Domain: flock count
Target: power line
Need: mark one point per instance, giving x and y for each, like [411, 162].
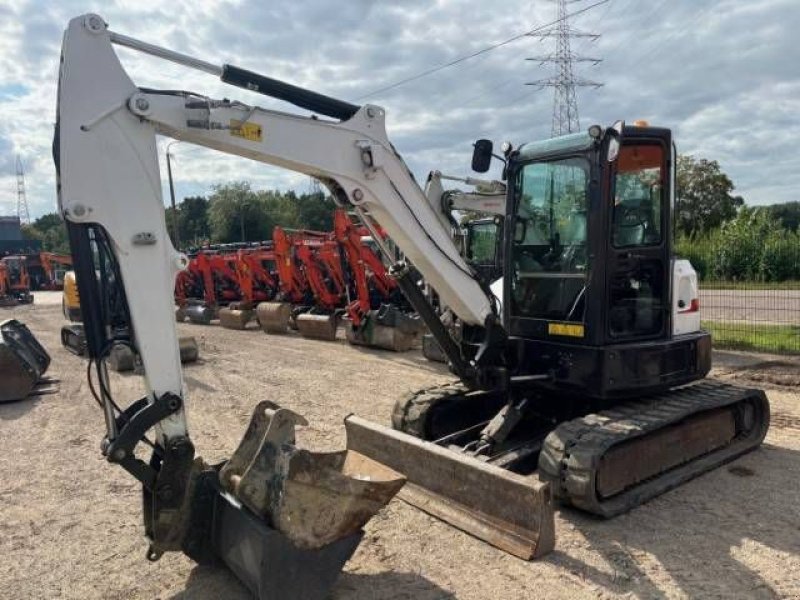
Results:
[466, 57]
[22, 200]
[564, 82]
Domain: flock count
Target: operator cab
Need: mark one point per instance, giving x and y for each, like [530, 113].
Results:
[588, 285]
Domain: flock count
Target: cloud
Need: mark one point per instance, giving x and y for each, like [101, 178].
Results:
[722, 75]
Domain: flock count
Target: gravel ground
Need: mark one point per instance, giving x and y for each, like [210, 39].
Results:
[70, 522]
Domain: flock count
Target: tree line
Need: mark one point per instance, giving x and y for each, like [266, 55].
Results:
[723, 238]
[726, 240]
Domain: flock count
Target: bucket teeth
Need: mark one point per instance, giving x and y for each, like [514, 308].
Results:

* * *

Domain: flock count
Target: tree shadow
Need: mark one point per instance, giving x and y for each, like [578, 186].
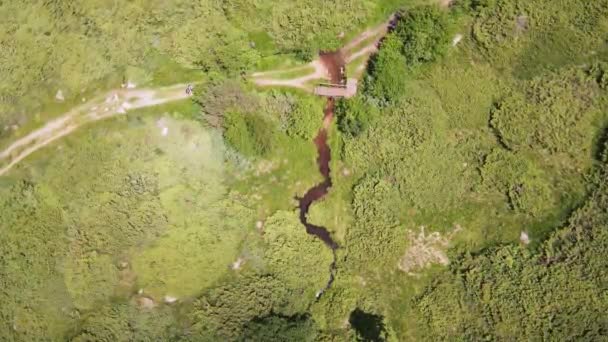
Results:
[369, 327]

**WHAT IS ASKED:**
Report each line from the records that contains the word "giving", copying those lines in full.

**ANSWER TO THIS TASK:**
Need: mark one point per instance, giving x and y for each, like [411, 162].
Need: mark one point per instance, giving x and y for each, like [530, 113].
Need: mark one point per instance, giving x and y for each, like [101, 178].
Need: mark one point per instance, giving x and y for each, like [210, 39].
Need: mark one point per instance, giving x and y for each, like [266, 55].
Need: mark one point per instance, giving x and y for each, like [514, 308].
Need: mark one point per instance, giving x and y for each, like [578, 186].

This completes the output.